* GIVEN PROBLEM:
Copy verbatim the lines of the listing below, starting at the line containing "If you could pick out the large" and ending at the line containing "If you could pick out the advertising", inclusive of both. Output only those lines.

* ENTRIES:
--- START ---
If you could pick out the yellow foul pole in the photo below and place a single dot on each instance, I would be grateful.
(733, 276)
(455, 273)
--- END ---
--- START ---
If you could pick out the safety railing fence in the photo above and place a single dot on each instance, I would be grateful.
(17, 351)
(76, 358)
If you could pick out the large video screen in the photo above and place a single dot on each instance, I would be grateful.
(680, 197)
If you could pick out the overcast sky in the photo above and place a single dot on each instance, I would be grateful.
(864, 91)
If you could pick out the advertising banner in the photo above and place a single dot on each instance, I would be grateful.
--- END ---
--- START ---
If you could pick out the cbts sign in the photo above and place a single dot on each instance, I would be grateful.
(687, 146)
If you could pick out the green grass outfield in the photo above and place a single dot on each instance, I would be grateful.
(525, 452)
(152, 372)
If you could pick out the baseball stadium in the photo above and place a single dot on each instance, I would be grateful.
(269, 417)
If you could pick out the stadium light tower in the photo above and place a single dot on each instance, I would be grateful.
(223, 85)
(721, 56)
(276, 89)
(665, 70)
--- END ---
* FINISHED EXERCISE:
If you could pick out the large video screen in the photo above and place a single dot on each instance, I would be grateful.
(680, 197)
If you could pick out the overcast sky in the photo above and place a single dot on each instance, I would be grateful.
(864, 91)
If you could pick out the advertising banner in the photo above and place a single dot on each instance, I would be grateful.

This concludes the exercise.